Texto de partida ::
● ● ● ● ● ● ●

Ocas de la catedral de Barcelona

      En la misma época y torturado por el mismo personaje que dio suplicio a la niña Eulalia, San Vicente fue objeto de las mayores torturas imaginables. Vicente había nacido en Huesca. Nombrado diácono, estaba en Zaragoza con el obispo de dicha ciudad, Valero, que también sería santo, cuando llegó a la romana Cesar Augusta el prefecto Daciano. No le faltó tiempo para detener al prelado y a su diácono. Les conminó a renegar de su fe y, viendo fallidos sus intentos, decretó una penosa marcha a pie hasta Valencia de los dos detenidos. Al llegar, con las fuerzas mermadas, prosiguió el castigo. El obispo Valero, tartamudo, pidió a su diácono que usara su voz para manifestar la inquebrantable fe de ambos, y Vicente así lo hizo. Daciano, indignado, desterró a Valero y aplicó toda su crueldad sobre Vicente, que debió soportar penalidades insoportables: azotado, sus carnes desgarradas, descoyuntados sus huesos y confinado en un calabozo con el suelo cubierto de guijarros cortantes, Vicente resistía cuantos castigos se le infligían sin mella en su fe y sin que la vida quisiera abandonarle pese a lo cruento de los suplicios a los que era sometido. Por fin se le introdujo en un horno, y su cuerpo, sin vida, arrojado en un campo para ser devorado por las alimañas; pero el cadáver de Vicente fue defendido por un cuervo. Daciano al conocer lo sucedido ordenó se arrojara el cuerpo de Vicente al mar, atado a una rueda de molino, pero el mar devolvió el cuerpo. En la playa  de Cullera el cuerpo del mártir fue recogido por sus seguidores, que le enterraron y comenzaron a venerarlo(1). Hoy sólo un brazo incorrupto del Santo mártir se conserva. Está en una capilla, en la girola de la catedral de Valencia desde hace unos cuarenta años, por donación del doctor Pietro Zampieri, que lo poseía.

● ● ● ● ● ● ●

Fragmentos de registros ::
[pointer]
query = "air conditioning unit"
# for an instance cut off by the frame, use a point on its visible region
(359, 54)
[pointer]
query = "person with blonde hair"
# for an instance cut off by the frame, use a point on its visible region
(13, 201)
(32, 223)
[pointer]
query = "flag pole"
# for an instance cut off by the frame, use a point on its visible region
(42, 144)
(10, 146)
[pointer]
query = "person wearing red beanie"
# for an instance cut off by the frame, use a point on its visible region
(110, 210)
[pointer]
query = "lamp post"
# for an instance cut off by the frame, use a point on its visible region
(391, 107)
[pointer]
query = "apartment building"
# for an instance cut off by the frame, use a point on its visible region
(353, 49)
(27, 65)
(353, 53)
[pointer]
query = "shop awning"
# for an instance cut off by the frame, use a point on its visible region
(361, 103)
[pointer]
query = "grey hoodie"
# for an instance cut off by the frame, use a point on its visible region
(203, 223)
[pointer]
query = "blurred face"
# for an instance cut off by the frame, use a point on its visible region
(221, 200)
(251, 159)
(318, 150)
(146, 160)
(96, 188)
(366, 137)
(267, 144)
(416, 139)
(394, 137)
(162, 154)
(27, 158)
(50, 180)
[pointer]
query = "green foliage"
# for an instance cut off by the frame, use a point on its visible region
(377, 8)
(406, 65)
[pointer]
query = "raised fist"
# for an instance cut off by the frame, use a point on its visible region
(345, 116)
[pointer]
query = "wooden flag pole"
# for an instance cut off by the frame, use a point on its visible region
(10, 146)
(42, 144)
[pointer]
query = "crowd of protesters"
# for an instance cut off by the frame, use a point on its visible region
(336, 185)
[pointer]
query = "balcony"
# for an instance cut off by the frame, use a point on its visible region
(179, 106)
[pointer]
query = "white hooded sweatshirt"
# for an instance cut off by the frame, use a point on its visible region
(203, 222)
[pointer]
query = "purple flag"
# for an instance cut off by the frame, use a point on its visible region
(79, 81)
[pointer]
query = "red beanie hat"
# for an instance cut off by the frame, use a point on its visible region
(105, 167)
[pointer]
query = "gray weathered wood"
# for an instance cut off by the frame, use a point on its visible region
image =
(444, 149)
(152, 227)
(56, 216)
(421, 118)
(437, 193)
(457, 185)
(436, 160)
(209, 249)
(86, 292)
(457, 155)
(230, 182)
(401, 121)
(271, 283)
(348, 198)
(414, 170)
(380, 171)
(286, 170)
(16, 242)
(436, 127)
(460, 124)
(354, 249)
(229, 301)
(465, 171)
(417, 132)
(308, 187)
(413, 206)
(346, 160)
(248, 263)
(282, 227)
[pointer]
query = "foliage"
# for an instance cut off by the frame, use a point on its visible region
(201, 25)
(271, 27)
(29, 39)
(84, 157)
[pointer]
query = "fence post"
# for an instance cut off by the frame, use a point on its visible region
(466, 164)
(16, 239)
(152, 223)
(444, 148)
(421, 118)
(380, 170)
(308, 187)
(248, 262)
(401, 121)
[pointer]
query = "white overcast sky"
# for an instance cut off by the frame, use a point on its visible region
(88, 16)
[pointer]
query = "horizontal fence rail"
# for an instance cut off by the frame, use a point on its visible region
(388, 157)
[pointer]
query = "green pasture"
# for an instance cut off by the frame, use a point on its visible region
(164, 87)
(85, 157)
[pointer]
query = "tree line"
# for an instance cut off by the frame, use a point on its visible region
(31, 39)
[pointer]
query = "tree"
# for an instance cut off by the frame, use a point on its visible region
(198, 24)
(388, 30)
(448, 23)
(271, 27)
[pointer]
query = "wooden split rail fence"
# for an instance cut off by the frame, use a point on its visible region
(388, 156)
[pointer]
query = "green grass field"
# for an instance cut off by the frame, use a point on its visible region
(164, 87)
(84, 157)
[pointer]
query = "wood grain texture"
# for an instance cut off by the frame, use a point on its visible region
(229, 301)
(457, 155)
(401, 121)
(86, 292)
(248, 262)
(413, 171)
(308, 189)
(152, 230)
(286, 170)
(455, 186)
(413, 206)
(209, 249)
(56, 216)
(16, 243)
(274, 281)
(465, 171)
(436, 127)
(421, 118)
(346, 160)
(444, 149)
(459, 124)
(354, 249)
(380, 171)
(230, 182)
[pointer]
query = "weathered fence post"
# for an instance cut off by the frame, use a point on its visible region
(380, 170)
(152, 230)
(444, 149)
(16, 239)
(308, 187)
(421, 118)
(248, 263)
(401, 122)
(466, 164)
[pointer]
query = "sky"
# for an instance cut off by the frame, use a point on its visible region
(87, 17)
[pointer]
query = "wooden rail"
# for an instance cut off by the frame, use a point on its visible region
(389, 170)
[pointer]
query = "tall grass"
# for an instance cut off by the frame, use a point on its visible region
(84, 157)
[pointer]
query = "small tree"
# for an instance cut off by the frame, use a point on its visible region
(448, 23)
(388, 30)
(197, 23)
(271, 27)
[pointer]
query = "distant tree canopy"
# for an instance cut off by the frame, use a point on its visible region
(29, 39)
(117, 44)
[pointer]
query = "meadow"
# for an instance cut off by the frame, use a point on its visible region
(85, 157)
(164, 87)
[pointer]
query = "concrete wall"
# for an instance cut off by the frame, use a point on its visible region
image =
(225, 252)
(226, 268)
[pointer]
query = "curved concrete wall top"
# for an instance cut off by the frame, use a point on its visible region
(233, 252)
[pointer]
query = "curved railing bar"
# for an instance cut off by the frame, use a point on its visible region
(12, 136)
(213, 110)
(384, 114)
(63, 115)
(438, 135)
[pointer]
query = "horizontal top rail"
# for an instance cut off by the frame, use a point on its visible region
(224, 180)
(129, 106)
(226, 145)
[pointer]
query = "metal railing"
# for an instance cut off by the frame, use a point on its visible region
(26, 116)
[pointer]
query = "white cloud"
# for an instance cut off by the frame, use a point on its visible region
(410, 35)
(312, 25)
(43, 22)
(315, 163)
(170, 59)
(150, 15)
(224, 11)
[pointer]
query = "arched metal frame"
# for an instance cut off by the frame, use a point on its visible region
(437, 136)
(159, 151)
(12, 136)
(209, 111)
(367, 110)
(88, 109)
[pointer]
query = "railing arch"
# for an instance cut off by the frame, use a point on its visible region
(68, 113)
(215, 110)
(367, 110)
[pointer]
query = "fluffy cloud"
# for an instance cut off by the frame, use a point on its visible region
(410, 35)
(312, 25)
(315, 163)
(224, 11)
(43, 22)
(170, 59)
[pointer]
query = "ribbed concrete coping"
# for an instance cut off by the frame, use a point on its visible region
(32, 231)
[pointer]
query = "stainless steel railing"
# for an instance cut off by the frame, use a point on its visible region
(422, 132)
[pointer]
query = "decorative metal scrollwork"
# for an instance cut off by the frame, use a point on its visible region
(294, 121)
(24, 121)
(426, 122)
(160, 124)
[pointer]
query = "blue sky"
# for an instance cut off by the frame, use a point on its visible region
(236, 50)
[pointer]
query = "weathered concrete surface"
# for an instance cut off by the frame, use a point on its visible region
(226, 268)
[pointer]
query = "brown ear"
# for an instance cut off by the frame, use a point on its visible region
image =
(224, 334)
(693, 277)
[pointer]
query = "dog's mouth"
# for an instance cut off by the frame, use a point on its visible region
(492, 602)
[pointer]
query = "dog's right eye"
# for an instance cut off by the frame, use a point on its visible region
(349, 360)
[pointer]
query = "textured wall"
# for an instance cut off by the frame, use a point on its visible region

● ● ● ● ● ● ●

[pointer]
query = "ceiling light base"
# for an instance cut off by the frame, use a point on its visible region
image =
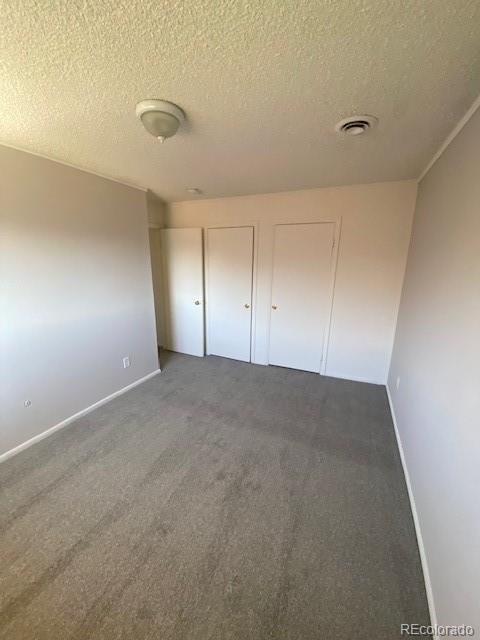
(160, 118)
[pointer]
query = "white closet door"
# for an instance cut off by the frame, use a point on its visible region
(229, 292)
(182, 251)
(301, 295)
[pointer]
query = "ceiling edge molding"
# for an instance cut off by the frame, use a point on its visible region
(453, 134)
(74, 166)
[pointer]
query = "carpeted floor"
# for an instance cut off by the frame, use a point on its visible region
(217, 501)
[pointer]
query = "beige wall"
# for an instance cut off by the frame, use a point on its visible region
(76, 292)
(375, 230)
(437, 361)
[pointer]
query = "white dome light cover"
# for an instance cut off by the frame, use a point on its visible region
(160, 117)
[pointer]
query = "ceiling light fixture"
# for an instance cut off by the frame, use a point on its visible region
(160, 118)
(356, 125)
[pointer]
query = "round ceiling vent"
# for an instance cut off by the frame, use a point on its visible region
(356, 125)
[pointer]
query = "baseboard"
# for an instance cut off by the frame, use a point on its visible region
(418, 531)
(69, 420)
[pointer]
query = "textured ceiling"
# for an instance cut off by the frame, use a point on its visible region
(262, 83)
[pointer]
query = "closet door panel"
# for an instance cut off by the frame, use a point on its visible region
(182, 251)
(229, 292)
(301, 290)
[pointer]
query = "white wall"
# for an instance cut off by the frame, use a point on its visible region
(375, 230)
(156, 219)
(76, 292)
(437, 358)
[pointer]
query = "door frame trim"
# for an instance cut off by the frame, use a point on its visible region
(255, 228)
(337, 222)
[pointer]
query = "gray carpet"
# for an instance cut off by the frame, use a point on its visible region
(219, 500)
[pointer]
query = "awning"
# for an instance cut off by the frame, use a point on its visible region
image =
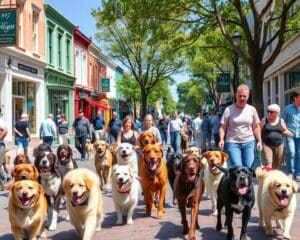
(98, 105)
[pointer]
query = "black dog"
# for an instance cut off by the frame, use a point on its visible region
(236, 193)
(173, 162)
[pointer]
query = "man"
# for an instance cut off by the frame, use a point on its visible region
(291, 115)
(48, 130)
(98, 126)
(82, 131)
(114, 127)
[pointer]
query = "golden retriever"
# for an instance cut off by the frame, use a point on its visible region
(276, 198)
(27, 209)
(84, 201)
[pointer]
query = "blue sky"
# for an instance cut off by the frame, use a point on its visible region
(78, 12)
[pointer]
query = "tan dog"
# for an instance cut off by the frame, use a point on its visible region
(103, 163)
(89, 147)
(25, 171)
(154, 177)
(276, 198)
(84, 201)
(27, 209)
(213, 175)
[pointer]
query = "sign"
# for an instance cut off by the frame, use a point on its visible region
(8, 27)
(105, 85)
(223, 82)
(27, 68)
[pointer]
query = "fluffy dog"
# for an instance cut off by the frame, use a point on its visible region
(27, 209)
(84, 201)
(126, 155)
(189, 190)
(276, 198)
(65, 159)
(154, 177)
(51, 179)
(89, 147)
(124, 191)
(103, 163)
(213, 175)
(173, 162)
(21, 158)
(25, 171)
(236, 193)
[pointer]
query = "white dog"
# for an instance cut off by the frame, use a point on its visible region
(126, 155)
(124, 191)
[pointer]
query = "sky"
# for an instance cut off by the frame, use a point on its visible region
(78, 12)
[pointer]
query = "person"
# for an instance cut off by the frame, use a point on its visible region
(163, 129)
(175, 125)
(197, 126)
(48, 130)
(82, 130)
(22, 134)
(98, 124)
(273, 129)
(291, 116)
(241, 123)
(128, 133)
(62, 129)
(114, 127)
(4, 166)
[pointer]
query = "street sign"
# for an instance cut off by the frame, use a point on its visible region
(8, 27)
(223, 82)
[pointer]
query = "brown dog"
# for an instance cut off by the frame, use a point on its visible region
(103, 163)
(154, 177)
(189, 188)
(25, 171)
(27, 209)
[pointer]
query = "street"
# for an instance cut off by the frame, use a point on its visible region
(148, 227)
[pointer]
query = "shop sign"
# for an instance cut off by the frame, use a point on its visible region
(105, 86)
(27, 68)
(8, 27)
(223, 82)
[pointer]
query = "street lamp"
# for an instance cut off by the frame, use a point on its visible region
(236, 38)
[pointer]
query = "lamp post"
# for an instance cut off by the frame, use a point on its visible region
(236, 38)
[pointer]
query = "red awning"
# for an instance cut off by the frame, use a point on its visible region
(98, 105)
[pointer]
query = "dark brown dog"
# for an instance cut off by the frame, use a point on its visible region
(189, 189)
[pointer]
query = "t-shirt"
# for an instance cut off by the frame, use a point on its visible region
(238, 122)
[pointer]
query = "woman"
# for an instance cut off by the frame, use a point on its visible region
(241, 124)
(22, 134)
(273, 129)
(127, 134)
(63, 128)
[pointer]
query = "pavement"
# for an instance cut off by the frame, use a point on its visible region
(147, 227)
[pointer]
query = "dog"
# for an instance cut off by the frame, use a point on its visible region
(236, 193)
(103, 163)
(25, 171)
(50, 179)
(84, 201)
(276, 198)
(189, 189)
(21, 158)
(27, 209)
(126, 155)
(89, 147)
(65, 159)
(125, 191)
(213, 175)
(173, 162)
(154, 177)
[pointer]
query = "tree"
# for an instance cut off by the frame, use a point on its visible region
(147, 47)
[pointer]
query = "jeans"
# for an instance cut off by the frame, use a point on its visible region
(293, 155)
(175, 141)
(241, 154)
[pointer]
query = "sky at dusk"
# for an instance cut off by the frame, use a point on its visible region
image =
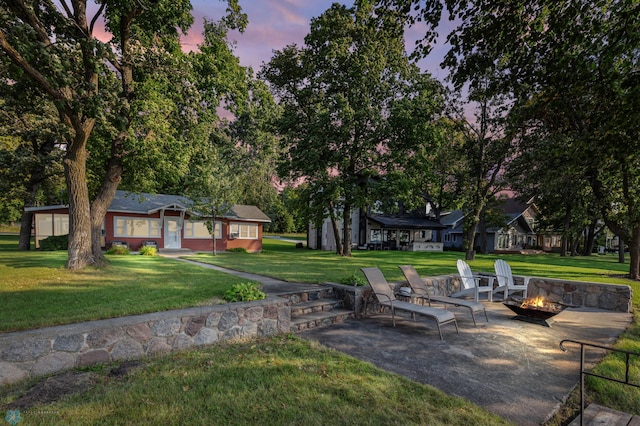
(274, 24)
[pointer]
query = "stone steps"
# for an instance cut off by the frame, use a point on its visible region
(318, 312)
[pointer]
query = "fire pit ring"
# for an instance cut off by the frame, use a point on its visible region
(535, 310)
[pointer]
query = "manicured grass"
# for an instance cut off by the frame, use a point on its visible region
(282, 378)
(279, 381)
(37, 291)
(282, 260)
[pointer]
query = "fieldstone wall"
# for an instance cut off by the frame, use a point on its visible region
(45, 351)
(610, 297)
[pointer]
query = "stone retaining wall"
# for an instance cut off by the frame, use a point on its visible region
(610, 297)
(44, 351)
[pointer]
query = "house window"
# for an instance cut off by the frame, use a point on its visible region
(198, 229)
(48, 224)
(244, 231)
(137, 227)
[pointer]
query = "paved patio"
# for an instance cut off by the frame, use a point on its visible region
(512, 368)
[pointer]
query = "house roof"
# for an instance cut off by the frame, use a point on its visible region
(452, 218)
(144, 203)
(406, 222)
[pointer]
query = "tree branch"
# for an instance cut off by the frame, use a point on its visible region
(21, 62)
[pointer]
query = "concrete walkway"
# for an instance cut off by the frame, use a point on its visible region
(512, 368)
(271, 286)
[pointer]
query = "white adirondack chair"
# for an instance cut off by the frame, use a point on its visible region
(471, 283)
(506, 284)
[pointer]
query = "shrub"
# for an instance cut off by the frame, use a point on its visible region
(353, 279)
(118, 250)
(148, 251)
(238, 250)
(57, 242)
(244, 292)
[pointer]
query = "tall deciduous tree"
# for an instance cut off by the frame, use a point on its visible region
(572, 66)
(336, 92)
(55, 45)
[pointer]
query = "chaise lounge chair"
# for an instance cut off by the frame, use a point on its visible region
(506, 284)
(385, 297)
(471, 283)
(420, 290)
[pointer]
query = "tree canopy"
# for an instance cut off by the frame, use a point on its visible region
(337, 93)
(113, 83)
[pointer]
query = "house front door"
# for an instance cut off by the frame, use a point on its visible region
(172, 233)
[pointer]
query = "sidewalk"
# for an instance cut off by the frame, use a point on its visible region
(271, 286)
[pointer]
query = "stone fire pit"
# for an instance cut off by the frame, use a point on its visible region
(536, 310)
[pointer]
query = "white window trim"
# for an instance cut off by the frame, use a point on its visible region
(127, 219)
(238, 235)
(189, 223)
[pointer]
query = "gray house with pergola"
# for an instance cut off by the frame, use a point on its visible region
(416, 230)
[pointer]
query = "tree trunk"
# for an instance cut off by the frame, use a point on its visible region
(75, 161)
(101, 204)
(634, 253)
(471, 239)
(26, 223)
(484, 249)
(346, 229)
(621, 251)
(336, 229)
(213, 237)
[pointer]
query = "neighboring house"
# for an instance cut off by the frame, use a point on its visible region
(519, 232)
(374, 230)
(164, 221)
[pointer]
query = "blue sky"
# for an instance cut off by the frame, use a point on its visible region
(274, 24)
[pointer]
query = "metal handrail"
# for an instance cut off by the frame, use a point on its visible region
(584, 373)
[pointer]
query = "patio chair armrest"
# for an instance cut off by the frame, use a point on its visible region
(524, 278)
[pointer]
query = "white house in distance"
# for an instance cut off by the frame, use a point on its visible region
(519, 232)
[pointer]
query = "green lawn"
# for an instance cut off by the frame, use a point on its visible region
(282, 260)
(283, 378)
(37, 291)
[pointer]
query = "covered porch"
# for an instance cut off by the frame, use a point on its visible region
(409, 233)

● ● ● ● ● ● ●

Tareas por realizar ::
(1) Traduce al inglés esta oración del texto sobre el martirio de San Vicente: "Hoy sólo un brazo incorrupto del Santo mártir se conserva."
(2) Según el texto sobre el martirio de San Vicente, ¿qué animal defendió el cadáver de Vicente cuando lo arrojaron en un campo?
(3) Prolonga el texto sobre el martirio de San Vicente a partir de su última oración.

Resultados ::
(1) Today only one incorrupt arm of the holy martyr is preserved.

(2) Un cuervo.

(3)
Catedral de Valencia. Brazo incorrupto de San Vicente Mártir.

      Sólo diez años después de los martirios de Eulalia y Vicente, con el edicto de Milán promulgado por  Constantino en 313 daría comienzo  la tolerancia del culto cristiano en el imperio.


(1) Los restos del Santo no han sido encontrados desde que, enterrados en Valencia, fueron ocultados ante la invasión árabe. Cierta leyenda dice que, en una barca guardada por cuervos, los restos arrojados al mar en Valencia llegaron hasta Lisboa, doblando el cabo que llevaría su nombre. En la Sé lisboeta hay una urna en la que se asegura están los restos del Santo; aunque lo cierto es que se cree que éstos están enterrados en el subsuelo de Valencia. Varios intentos se han realizado para encontrarlos. Todos infructuosos. Es posible que el crecimiento urbano haya destruido el lugar del enterramiento. No sería imposible, incluso, que una de las líneas del “metro de Valencia” que pasa muy cerca del lugar donde siempre se le veneró arrasara el lugar.